YOUR GOAL |
Pull out every line below that contains the word "wooden".

THE RECORDS Start Marker

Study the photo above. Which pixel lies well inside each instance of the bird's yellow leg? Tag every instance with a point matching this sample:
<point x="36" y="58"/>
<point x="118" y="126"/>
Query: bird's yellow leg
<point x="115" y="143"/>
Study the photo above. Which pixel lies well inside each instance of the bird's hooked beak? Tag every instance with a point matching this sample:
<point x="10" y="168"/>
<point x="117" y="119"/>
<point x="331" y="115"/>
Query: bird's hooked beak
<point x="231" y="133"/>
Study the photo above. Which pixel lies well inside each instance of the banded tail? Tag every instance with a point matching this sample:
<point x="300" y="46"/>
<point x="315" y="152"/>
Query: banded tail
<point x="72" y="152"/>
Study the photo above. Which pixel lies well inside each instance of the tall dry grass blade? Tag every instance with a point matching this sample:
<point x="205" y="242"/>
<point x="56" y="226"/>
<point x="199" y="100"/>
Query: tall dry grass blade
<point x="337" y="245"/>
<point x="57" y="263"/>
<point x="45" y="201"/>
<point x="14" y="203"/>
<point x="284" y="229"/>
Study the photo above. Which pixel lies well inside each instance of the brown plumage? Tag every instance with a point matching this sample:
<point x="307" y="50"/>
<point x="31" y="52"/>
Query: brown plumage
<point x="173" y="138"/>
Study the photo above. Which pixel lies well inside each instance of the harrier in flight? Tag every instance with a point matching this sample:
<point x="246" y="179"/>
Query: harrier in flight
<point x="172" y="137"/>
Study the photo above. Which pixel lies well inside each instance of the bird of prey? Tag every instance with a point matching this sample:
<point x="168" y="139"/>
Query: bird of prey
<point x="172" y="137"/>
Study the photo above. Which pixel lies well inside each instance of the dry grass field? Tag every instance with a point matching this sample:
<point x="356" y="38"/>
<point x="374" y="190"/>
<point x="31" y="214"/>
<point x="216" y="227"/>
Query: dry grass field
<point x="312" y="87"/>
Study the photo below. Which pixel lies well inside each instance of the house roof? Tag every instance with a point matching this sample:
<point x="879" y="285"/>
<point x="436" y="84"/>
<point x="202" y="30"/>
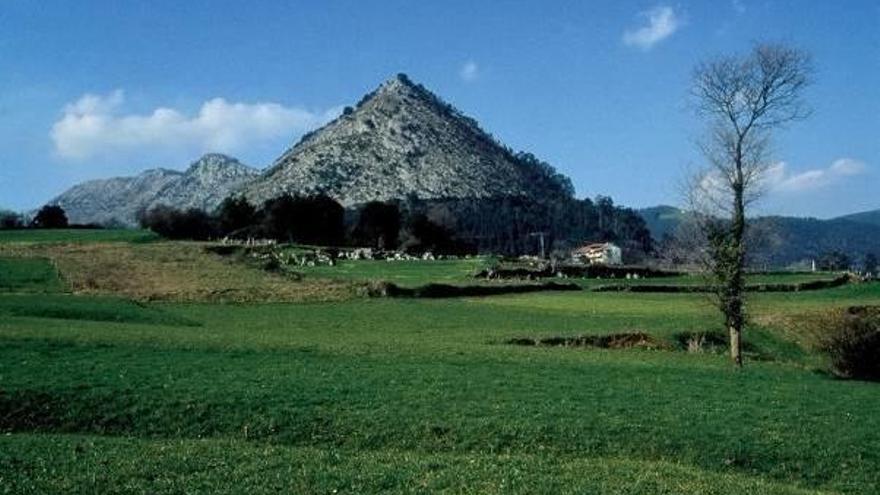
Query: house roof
<point x="594" y="247"/>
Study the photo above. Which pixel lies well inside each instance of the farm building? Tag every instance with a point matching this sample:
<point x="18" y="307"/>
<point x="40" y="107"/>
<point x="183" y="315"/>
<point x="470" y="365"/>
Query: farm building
<point x="603" y="253"/>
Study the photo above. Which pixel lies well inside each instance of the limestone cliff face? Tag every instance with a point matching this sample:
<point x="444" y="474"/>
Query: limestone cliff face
<point x="116" y="201"/>
<point x="402" y="141"/>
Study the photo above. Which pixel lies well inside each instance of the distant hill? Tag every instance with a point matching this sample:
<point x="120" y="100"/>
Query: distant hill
<point x="788" y="240"/>
<point x="871" y="217"/>
<point x="203" y="185"/>
<point x="661" y="220"/>
<point x="402" y="141"/>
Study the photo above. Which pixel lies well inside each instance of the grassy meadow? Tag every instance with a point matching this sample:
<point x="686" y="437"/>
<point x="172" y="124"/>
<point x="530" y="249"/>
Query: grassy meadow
<point x="160" y="384"/>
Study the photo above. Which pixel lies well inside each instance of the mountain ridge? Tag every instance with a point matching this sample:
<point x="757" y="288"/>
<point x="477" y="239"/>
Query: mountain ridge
<point x="399" y="141"/>
<point x="117" y="200"/>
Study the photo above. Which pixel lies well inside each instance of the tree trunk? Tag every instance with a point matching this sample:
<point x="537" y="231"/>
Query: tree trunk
<point x="736" y="282"/>
<point x="736" y="346"/>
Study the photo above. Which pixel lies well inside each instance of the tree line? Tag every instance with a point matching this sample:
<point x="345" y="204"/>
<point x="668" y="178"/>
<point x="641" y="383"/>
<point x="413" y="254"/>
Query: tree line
<point x="509" y="225"/>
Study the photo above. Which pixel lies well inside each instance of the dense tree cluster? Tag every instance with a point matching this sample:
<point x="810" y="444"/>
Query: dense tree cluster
<point x="508" y="225"/>
<point x="10" y="220"/>
<point x="514" y="225"/>
<point x="50" y="217"/>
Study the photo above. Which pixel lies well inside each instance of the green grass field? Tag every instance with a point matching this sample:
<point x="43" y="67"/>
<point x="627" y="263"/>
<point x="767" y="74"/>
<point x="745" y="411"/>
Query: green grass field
<point x="76" y="235"/>
<point x="402" y="273"/>
<point x="100" y="394"/>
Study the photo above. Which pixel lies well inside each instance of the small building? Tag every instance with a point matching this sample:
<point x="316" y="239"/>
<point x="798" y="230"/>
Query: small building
<point x="602" y="253"/>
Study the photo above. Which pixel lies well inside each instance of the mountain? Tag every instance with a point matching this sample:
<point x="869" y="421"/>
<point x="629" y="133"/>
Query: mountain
<point x="402" y="141"/>
<point x="788" y="240"/>
<point x="203" y="185"/>
<point x="871" y="217"/>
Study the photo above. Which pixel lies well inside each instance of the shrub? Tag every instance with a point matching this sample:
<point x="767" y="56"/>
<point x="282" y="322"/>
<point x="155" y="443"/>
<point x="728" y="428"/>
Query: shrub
<point x="10" y="220"/>
<point x="172" y="223"/>
<point x="853" y="344"/>
<point x="234" y="214"/>
<point x="309" y="220"/>
<point x="50" y="217"/>
<point x="378" y="225"/>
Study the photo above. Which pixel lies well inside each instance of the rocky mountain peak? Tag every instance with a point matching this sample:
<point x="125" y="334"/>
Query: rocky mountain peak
<point x="214" y="163"/>
<point x="401" y="141"/>
<point x="206" y="182"/>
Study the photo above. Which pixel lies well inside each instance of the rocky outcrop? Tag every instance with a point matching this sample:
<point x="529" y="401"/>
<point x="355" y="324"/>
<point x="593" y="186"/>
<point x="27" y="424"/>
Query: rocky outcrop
<point x="117" y="201"/>
<point x="403" y="141"/>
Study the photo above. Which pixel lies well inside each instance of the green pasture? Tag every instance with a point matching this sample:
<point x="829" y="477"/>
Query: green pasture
<point x="76" y="235"/>
<point x="100" y="394"/>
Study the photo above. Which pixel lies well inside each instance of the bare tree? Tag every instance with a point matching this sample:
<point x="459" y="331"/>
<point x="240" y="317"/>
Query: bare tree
<point x="743" y="100"/>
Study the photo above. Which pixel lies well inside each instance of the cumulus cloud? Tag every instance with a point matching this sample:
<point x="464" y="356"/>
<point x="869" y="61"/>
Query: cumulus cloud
<point x="661" y="23"/>
<point x="739" y="6"/>
<point x="469" y="71"/>
<point x="779" y="178"/>
<point x="96" y="125"/>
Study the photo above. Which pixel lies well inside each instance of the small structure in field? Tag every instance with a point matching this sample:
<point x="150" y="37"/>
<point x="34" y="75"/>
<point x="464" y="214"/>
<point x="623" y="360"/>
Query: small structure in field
<point x="602" y="253"/>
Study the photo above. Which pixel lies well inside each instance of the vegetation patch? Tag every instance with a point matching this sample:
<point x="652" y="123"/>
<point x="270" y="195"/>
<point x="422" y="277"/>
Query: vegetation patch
<point x="172" y="271"/>
<point x="624" y="340"/>
<point x="705" y="288"/>
<point x="64" y="236"/>
<point x="107" y="309"/>
<point x="853" y="343"/>
<point x="28" y="275"/>
<point x="446" y="290"/>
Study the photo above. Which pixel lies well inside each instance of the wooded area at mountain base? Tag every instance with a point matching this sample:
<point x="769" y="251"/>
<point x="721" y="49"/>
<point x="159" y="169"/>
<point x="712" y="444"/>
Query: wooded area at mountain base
<point x="508" y="226"/>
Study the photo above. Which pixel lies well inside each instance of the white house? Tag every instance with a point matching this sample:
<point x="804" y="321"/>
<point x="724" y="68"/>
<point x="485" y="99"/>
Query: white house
<point x="604" y="253"/>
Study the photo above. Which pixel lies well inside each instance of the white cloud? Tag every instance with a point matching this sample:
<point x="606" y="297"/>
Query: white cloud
<point x="95" y="125"/>
<point x="662" y="22"/>
<point x="739" y="6"/>
<point x="469" y="71"/>
<point x="778" y="178"/>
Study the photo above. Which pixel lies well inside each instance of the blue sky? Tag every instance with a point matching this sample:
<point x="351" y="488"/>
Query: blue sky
<point x="599" y="89"/>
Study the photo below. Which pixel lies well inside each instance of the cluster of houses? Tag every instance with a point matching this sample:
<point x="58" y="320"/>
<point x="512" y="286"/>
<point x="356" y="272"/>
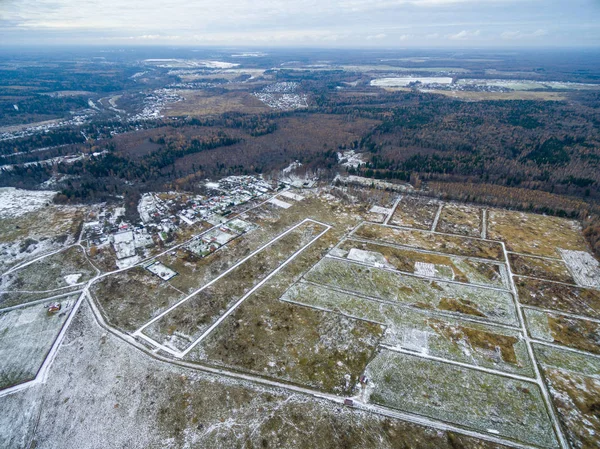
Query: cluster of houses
<point x="163" y="213"/>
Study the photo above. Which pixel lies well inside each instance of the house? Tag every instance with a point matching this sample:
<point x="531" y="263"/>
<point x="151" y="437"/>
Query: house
<point x="54" y="307"/>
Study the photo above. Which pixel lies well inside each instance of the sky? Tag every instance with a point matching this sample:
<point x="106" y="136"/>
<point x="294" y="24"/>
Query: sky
<point x="304" y="23"/>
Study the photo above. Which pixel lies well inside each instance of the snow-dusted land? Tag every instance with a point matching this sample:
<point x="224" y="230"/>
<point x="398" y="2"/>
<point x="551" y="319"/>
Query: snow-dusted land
<point x="17" y="202"/>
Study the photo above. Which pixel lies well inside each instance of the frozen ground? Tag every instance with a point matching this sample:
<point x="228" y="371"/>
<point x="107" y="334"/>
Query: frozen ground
<point x="584" y="268"/>
<point x="17" y="202"/>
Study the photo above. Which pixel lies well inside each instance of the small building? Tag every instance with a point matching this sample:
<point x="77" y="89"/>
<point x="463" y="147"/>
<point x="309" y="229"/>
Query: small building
<point x="54" y="307"/>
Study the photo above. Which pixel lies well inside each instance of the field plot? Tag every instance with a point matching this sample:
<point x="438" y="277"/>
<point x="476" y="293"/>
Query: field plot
<point x="463" y="300"/>
<point x="584" y="267"/>
<point x="415" y="212"/>
<point x="460" y="219"/>
<point x="162" y="271"/>
<point x="534" y="234"/>
<point x="60" y="270"/>
<point x="183" y="325"/>
<point x="131" y="298"/>
<point x="29" y="236"/>
<point x="446" y="244"/>
<point x="559" y="297"/>
<point x="574" y="384"/>
<point x="480" y="345"/>
<point x="286" y="341"/>
<point x="553" y="270"/>
<point x="571" y="332"/>
<point x="200" y="103"/>
<point x="26" y="336"/>
<point x="455" y="268"/>
<point x="462" y="396"/>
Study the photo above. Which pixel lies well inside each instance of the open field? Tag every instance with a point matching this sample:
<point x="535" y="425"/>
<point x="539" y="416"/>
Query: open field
<point x="419" y="331"/>
<point x="35" y="233"/>
<point x="131" y="298"/>
<point x="455" y="268"/>
<point x="198" y="103"/>
<point x="559" y="297"/>
<point x="574" y="384"/>
<point x="508" y="96"/>
<point x="60" y="270"/>
<point x="552" y="270"/>
<point x="567" y="331"/>
<point x="538" y="235"/>
<point x="183" y="407"/>
<point x="436" y="389"/>
<point x="415" y="212"/>
<point x="184" y="324"/>
<point x="447" y="244"/>
<point x="460" y="219"/>
<point x="463" y="300"/>
<point x="26" y="336"/>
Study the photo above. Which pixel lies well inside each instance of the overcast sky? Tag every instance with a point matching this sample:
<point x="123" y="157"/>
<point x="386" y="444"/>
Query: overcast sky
<point x="309" y="23"/>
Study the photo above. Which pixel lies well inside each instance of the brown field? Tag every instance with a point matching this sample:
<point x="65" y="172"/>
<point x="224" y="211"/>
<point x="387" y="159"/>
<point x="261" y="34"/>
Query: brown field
<point x="462" y="270"/>
<point x="516" y="95"/>
<point x="415" y="212"/>
<point x="534" y="234"/>
<point x="460" y="219"/>
<point x="559" y="297"/>
<point x="132" y="298"/>
<point x="200" y="103"/>
<point x="461" y="246"/>
<point x="552" y="270"/>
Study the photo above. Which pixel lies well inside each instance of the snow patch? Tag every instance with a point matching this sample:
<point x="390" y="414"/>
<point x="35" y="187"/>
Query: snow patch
<point x="280" y="203"/>
<point x="17" y="202"/>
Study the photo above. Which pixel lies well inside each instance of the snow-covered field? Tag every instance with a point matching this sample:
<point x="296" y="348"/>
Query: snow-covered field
<point x="406" y="80"/>
<point x="280" y="203"/>
<point x="583" y="267"/>
<point x="17" y="202"/>
<point x="162" y="271"/>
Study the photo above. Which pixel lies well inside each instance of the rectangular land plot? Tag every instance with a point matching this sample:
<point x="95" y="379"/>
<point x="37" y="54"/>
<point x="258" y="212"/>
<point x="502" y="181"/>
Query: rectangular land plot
<point x="486" y="402"/>
<point x="57" y="271"/>
<point x="470" y="271"/>
<point x="562" y="330"/>
<point x="553" y="270"/>
<point x="183" y="325"/>
<point x="133" y="297"/>
<point x="461" y="341"/>
<point x="460" y="219"/>
<point x="26" y="336"/>
<point x="534" y="234"/>
<point x="573" y="381"/>
<point x="326" y="351"/>
<point x="446" y="244"/>
<point x="559" y="297"/>
<point x="584" y="268"/>
<point x="463" y="300"/>
<point x="415" y="212"/>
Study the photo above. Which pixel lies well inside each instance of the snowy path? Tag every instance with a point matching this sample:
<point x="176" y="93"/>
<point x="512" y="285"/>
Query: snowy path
<point x="393" y="210"/>
<point x="420" y="276"/>
<point x="181" y="354"/>
<point x="411" y="307"/>
<point x="528" y="343"/>
<point x="253" y="379"/>
<point x="484" y="224"/>
<point x="461" y="364"/>
<point x="437" y="217"/>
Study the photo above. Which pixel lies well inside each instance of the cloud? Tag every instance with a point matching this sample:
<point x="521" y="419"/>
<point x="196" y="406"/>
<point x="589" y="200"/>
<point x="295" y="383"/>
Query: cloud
<point x="518" y="35"/>
<point x="376" y="36"/>
<point x="464" y="35"/>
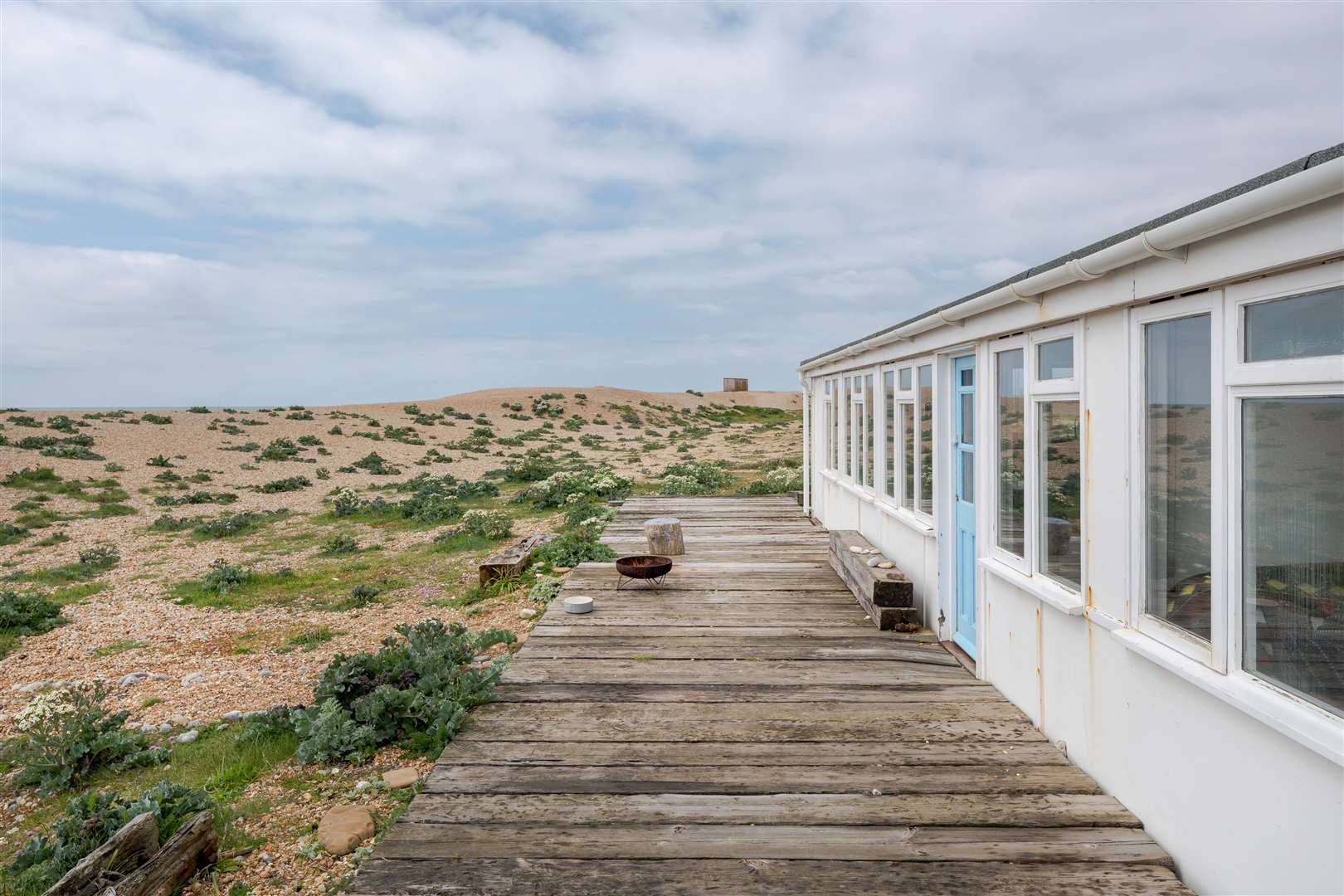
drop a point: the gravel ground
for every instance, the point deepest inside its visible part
(191, 655)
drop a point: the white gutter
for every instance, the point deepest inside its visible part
(1164, 241)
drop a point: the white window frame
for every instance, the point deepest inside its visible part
(1034, 394)
(1211, 653)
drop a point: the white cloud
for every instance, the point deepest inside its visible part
(786, 175)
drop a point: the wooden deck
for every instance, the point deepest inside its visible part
(747, 731)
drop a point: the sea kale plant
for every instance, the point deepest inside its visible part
(414, 691)
(66, 735)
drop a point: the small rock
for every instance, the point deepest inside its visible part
(398, 778)
(344, 828)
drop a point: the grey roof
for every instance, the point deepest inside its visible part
(1309, 160)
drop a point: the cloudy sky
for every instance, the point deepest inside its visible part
(258, 203)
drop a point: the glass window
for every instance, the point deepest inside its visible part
(1012, 451)
(869, 457)
(1060, 494)
(1296, 327)
(1293, 544)
(889, 405)
(1179, 465)
(908, 453)
(1055, 359)
(926, 438)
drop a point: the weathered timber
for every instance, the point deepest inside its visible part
(134, 843)
(757, 878)
(743, 779)
(749, 731)
(188, 850)
(665, 536)
(514, 559)
(1022, 811)
(774, 841)
(886, 596)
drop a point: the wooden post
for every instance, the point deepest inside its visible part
(665, 535)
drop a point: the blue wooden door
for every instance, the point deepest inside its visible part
(964, 499)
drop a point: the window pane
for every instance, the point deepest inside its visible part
(869, 457)
(1055, 360)
(889, 391)
(849, 425)
(1060, 494)
(1293, 544)
(1011, 451)
(1179, 465)
(1296, 327)
(908, 453)
(926, 438)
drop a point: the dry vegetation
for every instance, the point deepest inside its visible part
(144, 518)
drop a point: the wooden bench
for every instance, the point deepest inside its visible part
(513, 561)
(886, 596)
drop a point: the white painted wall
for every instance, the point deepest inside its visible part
(1242, 806)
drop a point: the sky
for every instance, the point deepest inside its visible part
(297, 203)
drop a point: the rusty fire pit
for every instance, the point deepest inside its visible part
(648, 567)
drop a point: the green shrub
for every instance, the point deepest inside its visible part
(292, 484)
(27, 614)
(339, 544)
(65, 735)
(11, 533)
(414, 691)
(559, 488)
(346, 501)
(375, 464)
(281, 449)
(777, 481)
(488, 524)
(223, 578)
(89, 821)
(197, 497)
(570, 550)
(694, 477)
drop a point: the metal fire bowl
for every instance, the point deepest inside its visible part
(643, 566)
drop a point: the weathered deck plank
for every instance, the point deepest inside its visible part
(745, 730)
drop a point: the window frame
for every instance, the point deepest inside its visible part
(1214, 652)
(1035, 392)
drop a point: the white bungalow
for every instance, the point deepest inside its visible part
(1118, 484)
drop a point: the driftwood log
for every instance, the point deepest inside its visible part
(136, 841)
(886, 596)
(665, 535)
(132, 864)
(192, 848)
(513, 561)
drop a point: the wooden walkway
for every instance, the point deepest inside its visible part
(747, 731)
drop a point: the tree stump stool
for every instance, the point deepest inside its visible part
(665, 535)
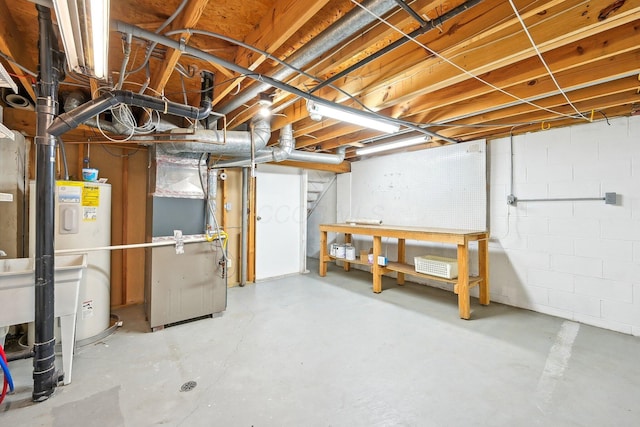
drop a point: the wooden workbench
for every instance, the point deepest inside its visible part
(461, 238)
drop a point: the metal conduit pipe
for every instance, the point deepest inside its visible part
(76, 98)
(244, 234)
(342, 30)
(70, 120)
(189, 50)
(422, 30)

THE RECORDS End Marker

TASK SOLUTION |
drop a point: the wooden deck
drop a point: the wooden post
drop a point: the blue wooden door
drop a point: the wooden bench
drop a point: the wooden walkway
drop a point: the wooden workbench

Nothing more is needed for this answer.